### EXERCISE PROMPT
Copy all the entries word for word, but omit the pictures.

### INPUT DATA
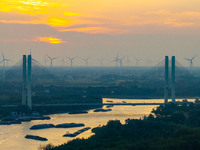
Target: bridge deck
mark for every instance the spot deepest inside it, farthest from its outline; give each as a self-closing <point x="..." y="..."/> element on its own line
<point x="86" y="104"/>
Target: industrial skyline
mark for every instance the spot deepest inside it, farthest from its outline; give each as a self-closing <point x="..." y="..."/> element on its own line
<point x="153" y="30"/>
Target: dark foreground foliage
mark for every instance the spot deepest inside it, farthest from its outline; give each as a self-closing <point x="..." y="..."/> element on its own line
<point x="170" y="127"/>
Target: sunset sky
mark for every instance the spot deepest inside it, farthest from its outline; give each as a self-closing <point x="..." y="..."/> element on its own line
<point x="100" y="29"/>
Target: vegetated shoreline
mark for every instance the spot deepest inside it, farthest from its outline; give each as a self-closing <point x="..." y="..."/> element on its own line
<point x="168" y="127"/>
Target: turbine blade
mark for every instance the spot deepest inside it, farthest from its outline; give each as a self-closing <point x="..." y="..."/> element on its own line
<point x="2" y="55"/>
<point x="49" y="57"/>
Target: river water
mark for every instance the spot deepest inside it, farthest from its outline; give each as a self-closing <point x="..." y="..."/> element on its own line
<point x="12" y="136"/>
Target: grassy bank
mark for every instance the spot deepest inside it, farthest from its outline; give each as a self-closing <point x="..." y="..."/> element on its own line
<point x="169" y="127"/>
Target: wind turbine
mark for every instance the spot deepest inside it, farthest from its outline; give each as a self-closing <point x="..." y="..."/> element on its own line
<point x="62" y="62"/>
<point x="4" y="60"/>
<point x="86" y="60"/>
<point x="100" y="62"/>
<point x="116" y="60"/>
<point x="128" y="61"/>
<point x="137" y="61"/>
<point x="52" y="59"/>
<point x="121" y="63"/>
<point x="190" y="60"/>
<point x="71" y="61"/>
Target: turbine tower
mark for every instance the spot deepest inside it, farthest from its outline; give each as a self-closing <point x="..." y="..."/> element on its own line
<point x="86" y="60"/>
<point x="121" y="63"/>
<point x="4" y="60"/>
<point x="100" y="62"/>
<point x="190" y="61"/>
<point x="137" y="61"/>
<point x="71" y="61"/>
<point x="128" y="61"/>
<point x="116" y="60"/>
<point x="52" y="59"/>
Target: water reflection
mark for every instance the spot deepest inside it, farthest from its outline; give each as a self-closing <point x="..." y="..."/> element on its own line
<point x="12" y="137"/>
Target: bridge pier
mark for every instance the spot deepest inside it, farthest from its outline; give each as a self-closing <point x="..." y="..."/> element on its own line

### YOUR RESPONSE
Target: bridge deck
mark for every instance the spot deepest inside it, farthest from its outline; give each as a self-closing <point x="..." y="..."/> element on its own line
<point x="86" y="104"/>
Target: industrial skyline
mark for every instance the spot deepest inside it, farthest from its outline; give each as a self-closing <point x="..." y="..."/> element on its own line
<point x="153" y="30"/>
Target: dark foreground foliage
mark for every instance the spot deepest inside it, farthest from its outline; give each as a self-closing <point x="..." y="..."/> element on its own line
<point x="170" y="127"/>
Target: sunset sky
mark for every instance the spot deepest inside it, farthest from its outline; give each as a self-closing <point x="..." y="..."/> element on its own line
<point x="100" y="29"/>
Target: vegetated shoreline
mark for every instance the spot deepest inside it, farthest from its outline; give each as a self-closing <point x="..." y="..."/> element on its own line
<point x="168" y="127"/>
Target: turbine blade
mark for every instance the spot deepest inside it, farthest from its outline; give each as a self-closing <point x="..." y="..."/> element on its own line
<point x="2" y="55"/>
<point x="49" y="57"/>
Target: river water
mark for every instance the spot deepest inside it, farthest from its outline; give each as a self-closing <point x="..." y="..."/> element on its own line
<point x="12" y="136"/>
Target: grassy bank
mark for every instance the spot deepest inside it, farthest from its outline; give each as a self-closing <point x="..." y="..."/> element on its own line
<point x="169" y="127"/>
Target: wind turbine
mark for every instance the spot deepest inside it, farthest from its outline; give each as a self-closing <point x="..." y="..."/> element on its own line
<point x="62" y="62"/>
<point x="4" y="60"/>
<point x="86" y="60"/>
<point x="100" y="62"/>
<point x="116" y="60"/>
<point x="128" y="61"/>
<point x="137" y="61"/>
<point x="52" y="59"/>
<point x="121" y="63"/>
<point x="190" y="60"/>
<point x="71" y="61"/>
Target: turbine tower
mark for every instance the spot deepest inside it, farthest from its outline; give each as a self-closing <point x="..." y="..."/> element on its own line
<point x="86" y="60"/>
<point x="121" y="63"/>
<point x="4" y="60"/>
<point x="100" y="62"/>
<point x="190" y="61"/>
<point x="137" y="61"/>
<point x="71" y="61"/>
<point x="128" y="61"/>
<point x="116" y="60"/>
<point x="52" y="59"/>
Target: water reflection
mark for every instance the spot deepest inside it, farthest from its outline; give each as a self-closing <point x="..." y="..."/> element on its own line
<point x="12" y="137"/>
Target: bridge pier
mark for every instance the spot deepest inside it, farthest from its outline; give each as a self-closing <point x="..." y="..."/> element on its own line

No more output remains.